▶ _TEXT EXCERPT_
Barbarian, regarding where evolution gets purpose and direction:
Same place gravity gets its purpose and direction.
Selecting which genes will be available in the next generation for further evolution seem like a pretty creative thing.
Genes still need to be designed and developed.
Never saw anything designed in nature. Humans sometimes design genes, but they never seem to work as well as the ones God did naturally.
Designing a gene requires taking an existing gene and modifying it to some specified purpose. The natural way is for an existing gene, usually a duplicate of the original, to mutate repeatedly in the population, each time being preserved or removed by natural selection. At some point, it might become useful in a new way. Mostly, it doesn't, and just becomes yet another functional allele of the gene. That's why we have so many allles for each gene, even though we all came from a single pair of humans. The rest evolved over time. But not by design; God is a lot better than that.
Did the way that any of us lived our younger years impact the genes that we are passing to our offspring?
Maybe, but usually, just random variation happens. You have quite a number of mutations neither of your parents had.

▶ _GIVEN INFORMATION_
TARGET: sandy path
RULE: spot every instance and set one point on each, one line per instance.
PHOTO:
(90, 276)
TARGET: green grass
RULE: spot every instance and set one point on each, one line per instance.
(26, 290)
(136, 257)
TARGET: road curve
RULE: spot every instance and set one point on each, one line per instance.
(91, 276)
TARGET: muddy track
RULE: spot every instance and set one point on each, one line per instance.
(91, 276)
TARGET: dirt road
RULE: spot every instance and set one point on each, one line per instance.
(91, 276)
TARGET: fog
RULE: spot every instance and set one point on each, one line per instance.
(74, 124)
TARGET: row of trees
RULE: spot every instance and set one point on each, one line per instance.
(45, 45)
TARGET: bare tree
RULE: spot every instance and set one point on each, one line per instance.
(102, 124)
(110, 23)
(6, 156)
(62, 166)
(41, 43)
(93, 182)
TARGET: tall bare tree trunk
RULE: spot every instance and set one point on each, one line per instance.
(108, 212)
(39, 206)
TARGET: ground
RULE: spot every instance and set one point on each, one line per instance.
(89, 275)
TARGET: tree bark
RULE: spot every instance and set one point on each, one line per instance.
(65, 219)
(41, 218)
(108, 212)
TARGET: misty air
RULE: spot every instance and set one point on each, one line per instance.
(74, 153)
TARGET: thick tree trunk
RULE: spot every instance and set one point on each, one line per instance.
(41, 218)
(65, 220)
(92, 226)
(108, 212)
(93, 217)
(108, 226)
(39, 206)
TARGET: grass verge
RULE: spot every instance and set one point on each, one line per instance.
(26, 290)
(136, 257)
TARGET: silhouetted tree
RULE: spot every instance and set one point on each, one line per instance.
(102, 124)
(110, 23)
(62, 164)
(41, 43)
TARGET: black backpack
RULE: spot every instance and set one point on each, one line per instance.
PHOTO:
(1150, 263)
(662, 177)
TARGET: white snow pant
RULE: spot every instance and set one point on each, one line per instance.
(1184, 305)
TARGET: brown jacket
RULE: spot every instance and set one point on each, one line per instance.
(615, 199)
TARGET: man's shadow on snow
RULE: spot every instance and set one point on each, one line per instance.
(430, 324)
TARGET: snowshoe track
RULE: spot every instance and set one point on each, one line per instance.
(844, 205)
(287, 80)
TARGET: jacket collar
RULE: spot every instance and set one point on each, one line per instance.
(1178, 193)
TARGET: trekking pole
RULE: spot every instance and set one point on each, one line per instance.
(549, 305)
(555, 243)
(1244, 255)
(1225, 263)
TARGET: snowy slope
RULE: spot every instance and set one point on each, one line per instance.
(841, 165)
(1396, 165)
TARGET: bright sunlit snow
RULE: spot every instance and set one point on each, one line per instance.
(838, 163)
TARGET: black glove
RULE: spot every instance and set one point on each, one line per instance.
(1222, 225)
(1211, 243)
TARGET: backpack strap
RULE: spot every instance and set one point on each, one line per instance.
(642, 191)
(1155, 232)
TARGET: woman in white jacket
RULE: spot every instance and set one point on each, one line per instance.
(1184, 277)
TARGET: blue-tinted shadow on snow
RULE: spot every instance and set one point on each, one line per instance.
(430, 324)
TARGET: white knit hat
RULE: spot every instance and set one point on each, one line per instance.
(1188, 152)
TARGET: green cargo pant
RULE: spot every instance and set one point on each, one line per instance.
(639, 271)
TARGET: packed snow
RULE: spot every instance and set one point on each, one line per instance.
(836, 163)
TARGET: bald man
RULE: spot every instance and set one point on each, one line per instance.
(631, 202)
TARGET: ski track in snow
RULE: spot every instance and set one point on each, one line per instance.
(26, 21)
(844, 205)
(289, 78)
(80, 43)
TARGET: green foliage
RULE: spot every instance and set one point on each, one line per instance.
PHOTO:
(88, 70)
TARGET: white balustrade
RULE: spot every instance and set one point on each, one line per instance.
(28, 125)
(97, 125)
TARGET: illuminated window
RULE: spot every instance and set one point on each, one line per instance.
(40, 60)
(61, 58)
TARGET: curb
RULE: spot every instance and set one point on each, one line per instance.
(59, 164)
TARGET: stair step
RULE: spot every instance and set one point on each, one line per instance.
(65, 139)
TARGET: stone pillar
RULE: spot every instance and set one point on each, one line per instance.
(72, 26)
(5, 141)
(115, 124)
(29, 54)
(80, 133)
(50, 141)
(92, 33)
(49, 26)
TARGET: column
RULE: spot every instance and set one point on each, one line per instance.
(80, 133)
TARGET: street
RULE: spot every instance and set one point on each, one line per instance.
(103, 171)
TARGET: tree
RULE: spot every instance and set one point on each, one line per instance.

▶ _LIST OF TASKS_
• 1. Answer these questions about the evolution discussion, using only what it states:
(a) Where does evolution get its purpose and direction?
(b) What does designing a gene require?
(c) What does the text say you have that neither of your parents had?
• 2. Please quote the evolution discussion word for word, starting with "Designing a gene" and going on through "your parents had.".
• 3. Write what comes next in the evolution discussion, picking up after its final line.

▶ _RESPONSES_
• 1.
(a) The same place gravity gets its purpose and direction.
(b) Taking an existing gene and modifying it to some specified purpose.
(c) Quite a number of mutations.

• 2.
Designing a gene requires taking an existing gene and modifying it to some specified purpose. The natural way is for an existing gene, usually a duplicate of the original, to mutate repeatedly in the population, each time being preserved or removed by natural selection. At some point, it might become useful in a new way. Mostly, it doesn't, and just becomes yet another functional allele of the gene. That's why we have so many allles for each gene, even though we all came from a single pair of humans. The rest evolved over time. But not by design; God is a lot better than that.
Did the way that any of us lived our younger years impact the genes that we are passing to our offspring?
Maybe, but usually, just random variation happens. You have quite a number of mutations neither of your parents had.

• 3.
Barbarian observes:
None of this has anything at all to do with atheism. God just did a much better job of creation than creationists are willing to admit.
Conventional science talks about "junk DNA"
Mostly, creationists do. The scientific term is "non-coding DNA." Some of it is junk; experiments in animals and plants show that huge stretches of non-coding DNA can be lost without noticable effect on the organism. But as far back as the 1960s, scientists were finding that some non-coding DNA has other functions. The problem is that creationists seem to think that if any of it is junk, then all of it has to be junk. That's not the case.
that appears to have no purpose. Could it be that the Intelligent Designer placed "dormant genes" into the genetic code that would express themselves in later generations?
No, it's more basic than that. He created, over millions of years, a genetic system that had built into it, the potential for almost limitless variety. The system can actually build new genes out of old genetic material, including non-coding DNA.
He uses nature for most things in this world, and that's a good example.
There's excellent evidence for the innate variability of DNA, and for the evolution of new alleles in the system He created.
The genome of the single-cell amoeba is 100+x times larger than the human genome. How did that happen?
Gene duplication. Amoebae vary a lot in the amount of DNA, depending on the kind it is. They aren't a single taxon, but are found in various lines of unicellular eukaryotes, and many are quite distantly related to each other. Unless duplication results in duplicated chromosomes, it doesn't usually cause any problems. Usually.